(Pointing dataset records)
## Start

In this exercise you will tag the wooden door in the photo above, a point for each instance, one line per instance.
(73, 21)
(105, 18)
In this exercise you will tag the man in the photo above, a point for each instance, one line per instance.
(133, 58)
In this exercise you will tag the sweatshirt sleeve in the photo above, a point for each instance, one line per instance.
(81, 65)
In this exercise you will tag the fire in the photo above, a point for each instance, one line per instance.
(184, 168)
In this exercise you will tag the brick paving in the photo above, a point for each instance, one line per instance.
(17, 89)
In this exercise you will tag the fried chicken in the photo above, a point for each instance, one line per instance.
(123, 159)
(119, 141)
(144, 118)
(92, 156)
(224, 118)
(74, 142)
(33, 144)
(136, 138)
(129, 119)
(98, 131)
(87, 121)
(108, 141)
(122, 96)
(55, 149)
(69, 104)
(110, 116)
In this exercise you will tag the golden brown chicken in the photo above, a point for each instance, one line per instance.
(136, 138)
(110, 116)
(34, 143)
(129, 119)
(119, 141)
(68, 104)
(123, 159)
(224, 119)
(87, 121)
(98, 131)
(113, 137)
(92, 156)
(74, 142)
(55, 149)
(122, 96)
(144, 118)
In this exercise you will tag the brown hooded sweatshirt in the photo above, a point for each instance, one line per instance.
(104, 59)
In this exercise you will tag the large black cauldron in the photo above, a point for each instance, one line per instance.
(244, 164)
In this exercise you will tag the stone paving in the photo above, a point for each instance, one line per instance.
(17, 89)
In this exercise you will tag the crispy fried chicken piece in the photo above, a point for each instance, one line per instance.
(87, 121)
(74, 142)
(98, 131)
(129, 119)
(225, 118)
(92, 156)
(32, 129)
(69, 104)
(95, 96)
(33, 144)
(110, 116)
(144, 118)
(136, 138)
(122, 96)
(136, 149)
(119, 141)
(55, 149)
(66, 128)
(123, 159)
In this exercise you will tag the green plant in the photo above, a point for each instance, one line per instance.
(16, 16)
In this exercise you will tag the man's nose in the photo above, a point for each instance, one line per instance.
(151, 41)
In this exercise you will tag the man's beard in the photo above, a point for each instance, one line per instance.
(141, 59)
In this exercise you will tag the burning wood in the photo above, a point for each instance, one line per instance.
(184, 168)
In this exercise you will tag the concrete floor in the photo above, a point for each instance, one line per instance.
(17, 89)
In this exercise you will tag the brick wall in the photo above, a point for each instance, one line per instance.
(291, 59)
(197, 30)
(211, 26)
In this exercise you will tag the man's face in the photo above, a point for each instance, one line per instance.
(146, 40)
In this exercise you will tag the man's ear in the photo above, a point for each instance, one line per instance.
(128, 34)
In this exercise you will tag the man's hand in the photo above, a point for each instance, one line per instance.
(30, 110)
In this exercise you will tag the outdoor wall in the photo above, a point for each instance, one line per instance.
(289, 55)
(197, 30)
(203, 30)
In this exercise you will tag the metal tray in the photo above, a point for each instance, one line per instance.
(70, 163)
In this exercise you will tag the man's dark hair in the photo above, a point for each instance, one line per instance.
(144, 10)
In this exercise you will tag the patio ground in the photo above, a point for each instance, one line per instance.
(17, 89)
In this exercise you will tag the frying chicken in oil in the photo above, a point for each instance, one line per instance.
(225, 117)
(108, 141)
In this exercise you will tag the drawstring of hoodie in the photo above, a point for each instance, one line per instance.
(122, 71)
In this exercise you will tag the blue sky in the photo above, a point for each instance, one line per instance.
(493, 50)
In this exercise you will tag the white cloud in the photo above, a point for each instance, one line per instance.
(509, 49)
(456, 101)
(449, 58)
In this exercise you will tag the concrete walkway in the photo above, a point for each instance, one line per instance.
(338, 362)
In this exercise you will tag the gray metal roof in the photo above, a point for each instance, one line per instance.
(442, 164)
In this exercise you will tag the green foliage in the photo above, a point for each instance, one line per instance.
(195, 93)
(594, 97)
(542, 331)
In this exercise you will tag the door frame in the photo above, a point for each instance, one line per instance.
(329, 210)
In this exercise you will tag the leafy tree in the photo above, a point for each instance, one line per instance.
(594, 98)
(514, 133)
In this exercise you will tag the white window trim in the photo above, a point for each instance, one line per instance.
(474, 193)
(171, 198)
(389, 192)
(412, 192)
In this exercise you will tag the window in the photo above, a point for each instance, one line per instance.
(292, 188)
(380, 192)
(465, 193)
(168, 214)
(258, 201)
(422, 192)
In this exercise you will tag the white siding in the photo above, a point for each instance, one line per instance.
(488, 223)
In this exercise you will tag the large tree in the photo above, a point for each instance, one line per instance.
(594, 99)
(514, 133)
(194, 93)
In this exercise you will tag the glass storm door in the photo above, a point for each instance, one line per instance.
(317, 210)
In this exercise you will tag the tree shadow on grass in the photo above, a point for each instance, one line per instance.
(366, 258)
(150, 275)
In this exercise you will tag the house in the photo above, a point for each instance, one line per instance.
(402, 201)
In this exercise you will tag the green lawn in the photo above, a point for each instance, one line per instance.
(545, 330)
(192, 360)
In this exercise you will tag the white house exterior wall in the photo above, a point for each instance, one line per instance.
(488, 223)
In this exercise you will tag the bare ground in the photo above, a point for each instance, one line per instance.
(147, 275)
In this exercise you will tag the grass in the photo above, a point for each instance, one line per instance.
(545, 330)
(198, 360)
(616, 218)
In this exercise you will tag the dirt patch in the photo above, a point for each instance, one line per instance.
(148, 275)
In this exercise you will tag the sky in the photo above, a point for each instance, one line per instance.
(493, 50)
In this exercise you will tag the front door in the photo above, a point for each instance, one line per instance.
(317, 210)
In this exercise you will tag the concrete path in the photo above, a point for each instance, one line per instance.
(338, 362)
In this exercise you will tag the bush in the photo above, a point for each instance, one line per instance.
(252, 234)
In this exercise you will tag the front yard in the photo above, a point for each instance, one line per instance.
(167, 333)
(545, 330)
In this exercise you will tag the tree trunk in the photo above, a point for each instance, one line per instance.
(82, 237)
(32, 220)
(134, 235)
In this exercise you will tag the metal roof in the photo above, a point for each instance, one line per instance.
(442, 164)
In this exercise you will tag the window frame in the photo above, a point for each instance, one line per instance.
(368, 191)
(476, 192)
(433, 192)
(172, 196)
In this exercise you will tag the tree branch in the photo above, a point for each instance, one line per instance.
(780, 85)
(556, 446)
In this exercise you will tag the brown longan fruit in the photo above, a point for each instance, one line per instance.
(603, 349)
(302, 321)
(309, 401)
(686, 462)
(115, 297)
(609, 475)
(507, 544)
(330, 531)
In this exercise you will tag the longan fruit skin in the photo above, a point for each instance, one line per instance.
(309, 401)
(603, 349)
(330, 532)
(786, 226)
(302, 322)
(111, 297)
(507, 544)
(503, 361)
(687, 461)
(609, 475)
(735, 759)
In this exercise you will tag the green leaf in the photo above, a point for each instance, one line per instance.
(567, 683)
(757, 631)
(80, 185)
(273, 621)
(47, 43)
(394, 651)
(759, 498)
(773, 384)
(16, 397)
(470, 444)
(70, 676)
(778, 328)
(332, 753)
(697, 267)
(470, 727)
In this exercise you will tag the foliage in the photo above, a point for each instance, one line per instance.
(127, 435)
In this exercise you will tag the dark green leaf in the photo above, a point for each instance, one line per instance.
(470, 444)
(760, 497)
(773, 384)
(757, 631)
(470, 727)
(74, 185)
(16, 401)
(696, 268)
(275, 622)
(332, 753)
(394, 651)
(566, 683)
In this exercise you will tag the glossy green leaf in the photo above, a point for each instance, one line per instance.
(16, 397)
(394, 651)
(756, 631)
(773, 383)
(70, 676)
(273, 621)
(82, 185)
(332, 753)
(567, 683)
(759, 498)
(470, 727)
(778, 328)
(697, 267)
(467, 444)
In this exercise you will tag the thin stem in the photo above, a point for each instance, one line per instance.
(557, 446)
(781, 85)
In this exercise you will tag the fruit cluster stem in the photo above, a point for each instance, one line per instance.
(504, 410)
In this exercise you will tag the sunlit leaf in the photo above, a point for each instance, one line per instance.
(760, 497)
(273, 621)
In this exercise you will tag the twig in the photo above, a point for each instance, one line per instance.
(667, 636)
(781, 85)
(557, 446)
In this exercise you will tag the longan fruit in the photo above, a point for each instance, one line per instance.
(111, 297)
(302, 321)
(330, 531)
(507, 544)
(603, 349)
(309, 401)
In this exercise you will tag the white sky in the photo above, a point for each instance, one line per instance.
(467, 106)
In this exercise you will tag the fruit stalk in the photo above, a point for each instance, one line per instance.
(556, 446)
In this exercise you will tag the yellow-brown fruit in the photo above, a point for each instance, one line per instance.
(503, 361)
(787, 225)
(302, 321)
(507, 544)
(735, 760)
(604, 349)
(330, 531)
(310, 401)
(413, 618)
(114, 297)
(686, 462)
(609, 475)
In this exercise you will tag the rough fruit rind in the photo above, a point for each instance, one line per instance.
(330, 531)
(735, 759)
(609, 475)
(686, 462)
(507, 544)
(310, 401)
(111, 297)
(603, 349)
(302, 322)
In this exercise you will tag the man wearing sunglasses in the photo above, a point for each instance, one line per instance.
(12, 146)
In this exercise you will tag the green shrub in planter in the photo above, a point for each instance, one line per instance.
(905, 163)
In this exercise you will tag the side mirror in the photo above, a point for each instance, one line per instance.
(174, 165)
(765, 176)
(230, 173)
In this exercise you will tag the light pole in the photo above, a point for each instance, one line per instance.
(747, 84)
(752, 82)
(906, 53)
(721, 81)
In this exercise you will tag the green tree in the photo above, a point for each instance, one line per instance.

## End

**EXERCISE:** Put the lines of the records, from the line containing "In this exercise you will tag the light" through the end of the records, into a numbered list, skipping any blank lines.

**ANSWER TO THIS TASK:**
1. In this exercise you will tag the light pole in the photo above, a point for each instance, one line per instance.
2. (747, 84)
3. (752, 82)
4. (906, 53)
5. (721, 81)
6. In this exercise you will tag the green tree in the photo above, a point for each instance, one line per instance.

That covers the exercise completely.